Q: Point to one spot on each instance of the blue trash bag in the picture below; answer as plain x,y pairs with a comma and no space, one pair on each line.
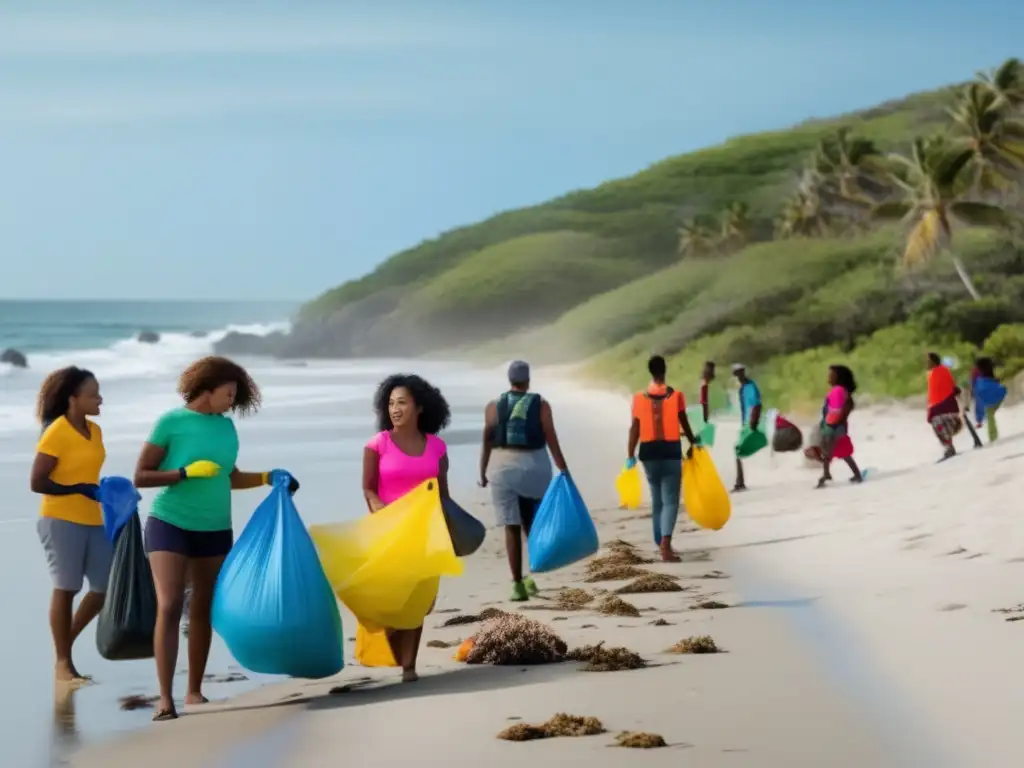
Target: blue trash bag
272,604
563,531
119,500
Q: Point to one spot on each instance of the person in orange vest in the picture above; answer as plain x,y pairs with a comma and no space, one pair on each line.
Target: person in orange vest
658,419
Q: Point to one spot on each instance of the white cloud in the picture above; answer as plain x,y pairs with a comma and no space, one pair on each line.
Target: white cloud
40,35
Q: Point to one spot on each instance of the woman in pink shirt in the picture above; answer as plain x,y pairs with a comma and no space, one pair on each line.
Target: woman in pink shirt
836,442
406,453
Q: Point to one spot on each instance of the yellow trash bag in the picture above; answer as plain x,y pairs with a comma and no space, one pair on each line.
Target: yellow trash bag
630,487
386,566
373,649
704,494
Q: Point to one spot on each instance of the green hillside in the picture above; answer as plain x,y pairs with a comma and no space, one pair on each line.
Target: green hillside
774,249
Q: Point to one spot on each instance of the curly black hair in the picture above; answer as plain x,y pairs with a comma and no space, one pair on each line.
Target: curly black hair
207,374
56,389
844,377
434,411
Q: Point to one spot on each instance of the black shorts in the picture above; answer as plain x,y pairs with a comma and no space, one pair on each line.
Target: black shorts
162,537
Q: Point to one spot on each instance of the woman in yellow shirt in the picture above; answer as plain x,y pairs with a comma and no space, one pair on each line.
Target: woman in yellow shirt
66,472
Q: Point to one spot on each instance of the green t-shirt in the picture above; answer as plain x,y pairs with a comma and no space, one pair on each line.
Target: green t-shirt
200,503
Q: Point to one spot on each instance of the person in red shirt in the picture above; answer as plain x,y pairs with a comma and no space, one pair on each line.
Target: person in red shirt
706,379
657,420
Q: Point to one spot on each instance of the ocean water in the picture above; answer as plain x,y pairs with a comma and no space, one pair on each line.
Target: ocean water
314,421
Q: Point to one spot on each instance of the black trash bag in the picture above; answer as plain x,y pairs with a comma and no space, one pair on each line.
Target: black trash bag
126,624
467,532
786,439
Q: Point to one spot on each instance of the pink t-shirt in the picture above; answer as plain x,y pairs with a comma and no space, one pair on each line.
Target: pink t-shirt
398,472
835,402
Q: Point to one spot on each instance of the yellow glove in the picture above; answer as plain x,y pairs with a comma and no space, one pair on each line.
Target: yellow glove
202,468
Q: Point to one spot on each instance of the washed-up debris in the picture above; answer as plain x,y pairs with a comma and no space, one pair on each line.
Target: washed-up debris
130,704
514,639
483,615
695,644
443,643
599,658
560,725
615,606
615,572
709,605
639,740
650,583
- - - - - - -
Nothing but the exact text of the records should appear in your answer, with no pictures. Please write it out.

Q: Point to one spot on each instance of the blue trash bag in the picture below; answer as plain x,y pairs with a comma and no space, one pair on each line.
Target: blue trash bag
272,604
563,531
119,500
Q: Point to one spot on each instance of the person in orange vest in the picture above; answer as plain x,y pairs with a comma and no space, one pair on each line.
Target: person in orange vest
658,419
Q: Point to one spot on each instance of the white cloud in the picture above; answer as plain x,y pairs with a comma and no space, one pair on each line.
Target: white cloud
40,35
Q: Point to one spot on each instance of the woman in pink shirt in the picture above; answer as plain x,y pairs with a comma and no space, one pair on each line.
Target: woman in pink shirt
836,442
406,453
Q: Point to one spot on each instance of the yellow trash bag in the picture above; answer as plain x,y pairs with a comma and no space, one pair on each line.
Target: yellow trash bag
630,487
386,566
373,649
704,494
Q: Point to one spot on each instance of the green hillside in the picture above; answer as plain x,y pairs with a comma and no space, one pair on each line.
Target: green hillside
774,249
Q: Point to one spot on each instance of the curly black hair in the picture above; answer as plain x,y pairs with a comma and no space, one pair on each line.
Target: curly black hair
207,374
56,389
844,377
434,411
Q: Point to one spot on each instance of the black shorts in the picture above; answer as plain x,y pairs with a comma and no space, one pair on each line.
Target: black shorts
162,537
Q: Point to one spot on each instance of the woman in yellow shirt in the picture above; answer as plain x,y pairs with a comma and no space, one pair on each line.
Target: woman in yellow shirt
66,472
Q: Point to one spot on each instance of the green t-shirt in the picture above; answer as plain x,y pairs with a comma and no space, one pair on each line.
Target: green t-shirt
200,503
Q: Point to one spot on each instance of the person in red shirt in the picture above; answer as plain x,y pairs with a comma and no space, one pair on each line.
Target: person in red shirt
706,379
657,420
Q: Point to one spot on each instance of the ocean water in the picture above; answer as plain x,y pairs with a comma and no space, one pair on each line.
Target: ocean water
314,421
Q: Point to one spot on each instance of the black trash bag in the picture above; answer as plain x,y pairs with a comma and no space, one pair on each line.
Target: black trash bag
126,624
467,532
786,439
Q: Point to one spot on each instance of the pink t-shirt in the picture above; answer as plain x,y pairs with a comma and no space, one pair on each line.
Target: pink t-shirt
398,472
835,402
Q: Point to one spot on each instance of the yellow glove in the picture above; answer as plain x,y pairs with a comma and no space, one pair on each line.
Target: yellow glove
202,468
Q: Point to one spot on each instance of the washed-up debris in the picture above; answer as plain x,y pairs with a comma and no space, one pair on each line.
Target: washed-up debris
130,704
514,639
483,615
695,644
443,643
599,658
560,725
615,606
615,572
709,605
639,740
650,583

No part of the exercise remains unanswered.